# Start of DATASET CONTENT

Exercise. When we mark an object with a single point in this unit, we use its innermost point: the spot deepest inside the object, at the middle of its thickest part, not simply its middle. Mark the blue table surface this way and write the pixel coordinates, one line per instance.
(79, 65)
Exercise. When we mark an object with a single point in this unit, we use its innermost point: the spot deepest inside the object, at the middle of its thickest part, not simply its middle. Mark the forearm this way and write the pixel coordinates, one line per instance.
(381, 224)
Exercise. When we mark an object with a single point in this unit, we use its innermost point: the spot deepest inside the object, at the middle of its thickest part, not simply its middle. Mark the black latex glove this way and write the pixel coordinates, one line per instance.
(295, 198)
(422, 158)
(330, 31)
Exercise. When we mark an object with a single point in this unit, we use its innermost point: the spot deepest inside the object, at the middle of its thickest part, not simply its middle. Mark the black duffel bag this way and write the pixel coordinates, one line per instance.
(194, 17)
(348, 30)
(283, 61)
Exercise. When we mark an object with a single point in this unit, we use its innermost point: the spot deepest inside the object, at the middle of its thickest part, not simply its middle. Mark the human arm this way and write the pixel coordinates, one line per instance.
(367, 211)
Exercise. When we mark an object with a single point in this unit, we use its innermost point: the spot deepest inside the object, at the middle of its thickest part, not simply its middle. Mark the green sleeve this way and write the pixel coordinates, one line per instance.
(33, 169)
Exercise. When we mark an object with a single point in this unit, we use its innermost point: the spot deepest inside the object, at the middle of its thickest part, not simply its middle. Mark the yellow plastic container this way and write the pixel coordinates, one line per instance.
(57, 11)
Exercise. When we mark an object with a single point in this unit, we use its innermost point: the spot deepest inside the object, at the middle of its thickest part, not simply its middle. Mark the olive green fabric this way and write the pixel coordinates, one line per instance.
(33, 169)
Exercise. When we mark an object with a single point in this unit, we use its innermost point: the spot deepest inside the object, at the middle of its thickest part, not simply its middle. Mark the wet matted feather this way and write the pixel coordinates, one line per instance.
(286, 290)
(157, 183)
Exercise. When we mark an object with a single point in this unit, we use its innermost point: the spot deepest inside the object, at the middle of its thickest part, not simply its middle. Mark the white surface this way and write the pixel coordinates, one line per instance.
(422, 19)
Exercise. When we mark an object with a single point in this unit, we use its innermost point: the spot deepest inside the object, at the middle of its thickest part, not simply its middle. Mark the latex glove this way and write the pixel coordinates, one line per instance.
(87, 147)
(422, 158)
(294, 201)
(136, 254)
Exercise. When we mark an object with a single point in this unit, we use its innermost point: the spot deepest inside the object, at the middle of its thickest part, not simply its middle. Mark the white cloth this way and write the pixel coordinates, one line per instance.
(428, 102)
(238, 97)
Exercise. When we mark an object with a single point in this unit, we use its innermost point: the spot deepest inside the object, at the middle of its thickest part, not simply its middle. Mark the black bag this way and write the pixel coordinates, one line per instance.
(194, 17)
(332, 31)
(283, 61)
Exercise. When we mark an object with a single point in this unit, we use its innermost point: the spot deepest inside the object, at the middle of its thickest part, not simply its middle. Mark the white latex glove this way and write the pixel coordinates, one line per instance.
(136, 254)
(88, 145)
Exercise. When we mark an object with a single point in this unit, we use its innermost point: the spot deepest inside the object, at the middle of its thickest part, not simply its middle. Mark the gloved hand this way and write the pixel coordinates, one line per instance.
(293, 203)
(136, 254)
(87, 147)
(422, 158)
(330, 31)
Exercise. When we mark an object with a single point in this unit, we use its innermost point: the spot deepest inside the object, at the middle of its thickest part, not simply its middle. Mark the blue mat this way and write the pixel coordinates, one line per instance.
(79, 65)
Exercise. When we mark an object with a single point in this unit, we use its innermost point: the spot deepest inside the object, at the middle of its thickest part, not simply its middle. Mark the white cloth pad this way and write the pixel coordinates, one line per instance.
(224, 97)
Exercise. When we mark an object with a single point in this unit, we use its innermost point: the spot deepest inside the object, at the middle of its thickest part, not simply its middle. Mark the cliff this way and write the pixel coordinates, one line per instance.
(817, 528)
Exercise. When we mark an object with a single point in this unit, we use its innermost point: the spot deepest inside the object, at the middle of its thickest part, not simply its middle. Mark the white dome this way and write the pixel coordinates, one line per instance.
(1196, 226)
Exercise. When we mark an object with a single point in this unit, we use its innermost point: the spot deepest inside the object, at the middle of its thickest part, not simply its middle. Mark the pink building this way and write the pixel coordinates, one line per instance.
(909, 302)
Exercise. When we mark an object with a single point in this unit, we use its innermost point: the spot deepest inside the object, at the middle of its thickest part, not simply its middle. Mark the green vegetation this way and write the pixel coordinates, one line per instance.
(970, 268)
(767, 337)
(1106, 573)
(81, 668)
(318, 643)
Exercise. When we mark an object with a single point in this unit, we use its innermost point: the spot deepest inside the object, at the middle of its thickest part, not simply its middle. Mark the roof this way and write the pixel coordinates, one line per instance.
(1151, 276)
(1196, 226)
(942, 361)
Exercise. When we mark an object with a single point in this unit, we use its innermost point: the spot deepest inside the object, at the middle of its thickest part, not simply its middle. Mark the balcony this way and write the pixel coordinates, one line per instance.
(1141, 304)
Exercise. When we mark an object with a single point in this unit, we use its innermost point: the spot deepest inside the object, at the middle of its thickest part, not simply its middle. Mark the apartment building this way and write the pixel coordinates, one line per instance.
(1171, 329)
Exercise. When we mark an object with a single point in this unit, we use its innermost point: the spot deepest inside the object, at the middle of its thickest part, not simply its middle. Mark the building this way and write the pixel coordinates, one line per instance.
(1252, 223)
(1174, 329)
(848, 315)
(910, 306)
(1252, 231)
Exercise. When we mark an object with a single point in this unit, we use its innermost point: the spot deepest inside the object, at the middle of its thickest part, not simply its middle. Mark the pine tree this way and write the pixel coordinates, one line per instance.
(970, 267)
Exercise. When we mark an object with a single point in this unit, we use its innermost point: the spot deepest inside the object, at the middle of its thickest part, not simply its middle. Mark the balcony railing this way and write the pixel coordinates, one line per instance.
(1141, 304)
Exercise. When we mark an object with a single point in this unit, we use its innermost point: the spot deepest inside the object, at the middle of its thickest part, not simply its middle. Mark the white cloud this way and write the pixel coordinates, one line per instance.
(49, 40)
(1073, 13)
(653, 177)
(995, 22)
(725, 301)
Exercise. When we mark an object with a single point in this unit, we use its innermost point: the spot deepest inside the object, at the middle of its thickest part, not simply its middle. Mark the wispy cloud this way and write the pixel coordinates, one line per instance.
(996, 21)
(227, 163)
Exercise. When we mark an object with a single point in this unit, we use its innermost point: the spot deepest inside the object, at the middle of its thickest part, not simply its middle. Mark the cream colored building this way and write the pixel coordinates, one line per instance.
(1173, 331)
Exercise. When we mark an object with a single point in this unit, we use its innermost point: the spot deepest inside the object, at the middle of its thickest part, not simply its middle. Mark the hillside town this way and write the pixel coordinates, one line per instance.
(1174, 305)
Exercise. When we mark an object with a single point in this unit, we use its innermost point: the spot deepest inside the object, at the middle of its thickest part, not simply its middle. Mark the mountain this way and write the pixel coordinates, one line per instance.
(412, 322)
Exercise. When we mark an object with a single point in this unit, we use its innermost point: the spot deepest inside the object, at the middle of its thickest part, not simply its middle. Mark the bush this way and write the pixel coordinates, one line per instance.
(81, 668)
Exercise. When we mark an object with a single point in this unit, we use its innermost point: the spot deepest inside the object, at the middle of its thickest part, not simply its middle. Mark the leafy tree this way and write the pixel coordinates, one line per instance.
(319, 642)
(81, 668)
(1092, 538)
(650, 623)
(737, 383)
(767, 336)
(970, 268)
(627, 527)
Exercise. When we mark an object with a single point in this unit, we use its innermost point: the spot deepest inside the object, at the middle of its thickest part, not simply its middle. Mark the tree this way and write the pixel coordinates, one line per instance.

# End of DATASET CONTENT

- _SET EXERCISE_: Copy every item above word for word, without any changes.

- _SOLUTION TO THIS TASK_:
Exercise. When we mark an object with a single point in this unit, we use its innermost point: the spot deepest inside the object, at the middle of its thickest part, not simply its middle. Mark the blue table surface this way and write the pixel coordinates, one line per instance.
(79, 65)
Exercise. When we mark an object with a single point in this unit, we use its innermost point: the spot deepest inside the object, at the middle of its thickest part, not simply its middle. Mark the forearm this way and write the pixel coordinates, one line per instance.
(381, 224)
Exercise. When we mark an object with a single point in this unit, we use its innermost point: the spot deepest inside the object, at the middle of its thickest part, not simply its middle. Mark the black latex glove this way and write the pixel coordinates, one line per instance.
(295, 198)
(422, 158)
(330, 31)
Exercise. When we mark an object with a single point in this unit, we use its innermost point: the spot deepest inside the object, at the middle of its thickest part, not simply its middle. Mark the black duffel bag this way and write the pixel coordinates, one line per instance.
(194, 17)
(348, 30)
(283, 61)
Exercise. When we mark an object with a single point in this unit, we use its innermost point: the spot deepest inside the object, at the middle of its thickest part, not simply its middle. Mark the human arm this way and write the pixel coordinates, one line per instance.
(367, 211)
Exercise. When we mark an object with a single point in this unit, we use its innermost point: the spot deepest inside the object, at the middle of its thickest part, not simply its middle. Mark the green sleeve this way and write the pixel coordinates, one line per instance.
(33, 169)
Exercise. When we mark an object with a single point in this unit, we use its innermost point: the spot deepest inside the object, at the middle of its thickest part, not simply its middle. Mark the yellow plastic container this way and write the pixel coordinates, one line per instance.
(57, 11)
Exercise. When we mark an object with a single point in this unit, we use its innermost point: the spot deepest inside the object, at the middle of its thickest part, not simply its middle. Mark the olive green fabric this way and write the pixel coordinates, one line per instance.
(33, 169)
Exercise. When we mark an object with a single point in this unit, we use its innermost point: the spot deepest inside the object, at the middle of its thickest part, not simply its middle. Mark the wet matted feather this way and write the pixel coordinates, one line per instance.
(286, 290)
(157, 183)
Exercise. When we mark an object with a single point in this unit, we use its innermost point: the spot deepest inside the object, at the middle of its thickest part, not simply its middle. Mark the white surface this way and write the pixel coordinates, one line per instance.
(422, 19)
Exercise. When we mark an object with a single point in this unit, we use its innermost point: the spot deepest inside the object, at the middle of its thickest part, not simply its middle. Mark the latex glove this way and write the pixel coordinates, one line per instance.
(87, 147)
(422, 158)
(294, 201)
(136, 254)
Exercise. When we mark an object with a single point in this unit, we use its innermost point: the spot deepest inside the object, at the middle of its thickest part, not simply its middle. Mark the white cloth this way and write the pixel coordinates, one line per instance.
(428, 102)
(238, 97)
Exercise. When we mark an object with a single point in this unit, we use its innermost point: the spot deepest inside the object, at the middle of its thickest part, not simply its middle. Mark the black bag this way and write the pixel coordinates, one line per instance.
(194, 17)
(332, 31)
(283, 61)
Exercise. When we mark an object with a single point in this unit, we use its innermost point: the spot deepest inside the object, at the middle of its thickest part, not simply its middle. Mark the white latex glove this way and write the pixel coordinates, one line per instance.
(136, 254)
(88, 145)
Exercise. When we mark an object with a single point in this unit, we use its innermost point: the spot deepest inside the object, at the middle of its thickest part, not simply its middle. Mark the gloved hand this way and write the pixel coordinates, one line per instance.
(293, 203)
(136, 254)
(87, 147)
(422, 158)
(330, 31)
Exercise. When we mark an object with a single point in this unit, we use its innermost point: the spot deepest inside the object, at the middle of its thickest part, not simply its middle. Mark the blue mat this way and write the pixel coordinates, one line per instance.
(79, 65)
Exercise. When we mark an object with a single point in this unit, we use its innermost point: the spot deepest inside the object, at the middle of its thickest part, not simply its middle. Mark the white cloth pad this way and write the pixel coordinates, one line per instance.
(224, 97)
Exercise. When we mark an object with a single point in this unit, we use its innermost point: the spot deepest inside the object, at the middle of its thickest part, not simply its middle. Mark the cliff this way and write the pixel coordinates, one line per instance.
(817, 528)
Exercise. When we mark an object with a single point in this unit, we use its innermost point: the spot deepest inside the object, at the middle of its thickest part, not simply its middle. Mark the white dome this way and write the pixel coordinates, one line per instance.
(1196, 226)
Exercise. When we mark an object with a single point in this unit, we use its innermost point: the spot deepest inside the object, at the middle of its thickest part, not simply its middle. Mark the pink building this way and write the pixel coordinates, one line per instance.
(909, 302)
Exercise. When we mark an object with a single point in this unit, we use its innermost point: the spot deepest inside the object, at the middle of its thickest part, not simply its middle. Mark the green vegetation this way and write the pixel coordinates, one line per instance.
(970, 268)
(767, 337)
(1106, 573)
(81, 668)
(318, 643)
Exercise. When we mark an object with a single point in this unit, we use its innermost point: the spot deepest inside the object, at the middle of its thickest part, not simply its middle. Mark the roof this way and write the pixel coordinates, one line per instance.
(1151, 276)
(1196, 226)
(942, 361)
Exercise. When we mark an object with a single point in this unit, we use its innermost point: the spot deepest inside the object, at the middle of its thickest part, not simply its middle. Mark the balcony this way and write the pixel coordinates, one line per instance.
(1141, 304)
Exercise. When we mark an object with a single point in this unit, we use its innermost point: the spot deepest inside the object, at the middle of its thickest part, not simply its middle. Mark the apartment building this way and write the pixel coordinates, one line per instance.
(1171, 329)
Exercise. When we mark an object with a single point in this unit, we use its innermost point: the spot deepest inside the object, at the middle of its thickest part, not simply its middle. Mark the building this way and write the pixel coordinates, one line per instance.
(1252, 223)
(1174, 329)
(848, 315)
(910, 306)
(1252, 231)
Exercise. When we mark an object with a single point in this unit, we use its innermost point: the spot deepest inside the object, at the middle of its thickest part, not simply its middle. Mark the pine tree this way and write the pixel coordinates, one line per instance.
(970, 267)
Exercise. When we mark an object with a single point in this unit, we use its innermost point: the spot deepest inside the object, at the middle of its thickest part, not simply its middle. Mark the balcony railing this way and write the pixel coordinates, one line per instance.
(1141, 304)
Exercise. When we mark an object with a single point in this unit, we use its innermost point: the spot deepest inside the object, at the middle of its thickest part, not simply its middle. Mark the white cloud this way and write the pixel coordinates, one line per instance.
(49, 40)
(1073, 13)
(653, 177)
(995, 22)
(725, 301)
Exercise. When we mark an object with a single point in this unit, we use its innermost point: the spot deepest inside the object, at the middle of its thickest part, not simply its middle. Mark the wispy cloud this way and write the pixel coordinates, one line per instance.
(996, 21)
(227, 163)
Exercise. When we mark an object with a single point in this unit, we use its innermost point: the spot deepest inside the object, at the middle of its thickest part, not simply its middle. Mark the cream colored building this way and write the pixel coordinates, one line per instance.
(1173, 331)
Exercise. When we mark an object with a single point in this unit, we use its innermost point: the spot deepest inside the object, at the middle of its thickest part, not simply its middle. Mark the hillside town this way and write the pixel coordinates, one line per instance.
(1174, 305)
Exercise. When we mark an object with a single point in this unit, we use its innermost point: the spot deepest inside the object, at the middle of its thickest part, not simply its middle. Mark the mountain this way and write the pixel coordinates, one line per instance.
(412, 322)
Exercise. When we mark an object with a single point in this unit, we use its innermost point: the spot deepest inside the object, at the middle of its thickest part, not simply its middle. Mark the bush this way and write the pixel coordinates, one line per instance.
(81, 668)
Exercise. When we mark an object with a single point in this unit, we use its innermost point: the spot deepest inside the object, at the middle of its thickest part, not simply its middle. Mark the leafy tree this way and write the pixel coordinates, one line per instance.
(319, 642)
(81, 668)
(1092, 538)
(650, 623)
(737, 383)
(767, 336)
(970, 268)
(627, 527)
Exercise. When we mark an object with a single point in this unit, we use its innermost point: the spot deepest inside the object, at the middle of its thickest part, not simply its middle. Mark the tree this way and write the pixel coordinates, one line per instance.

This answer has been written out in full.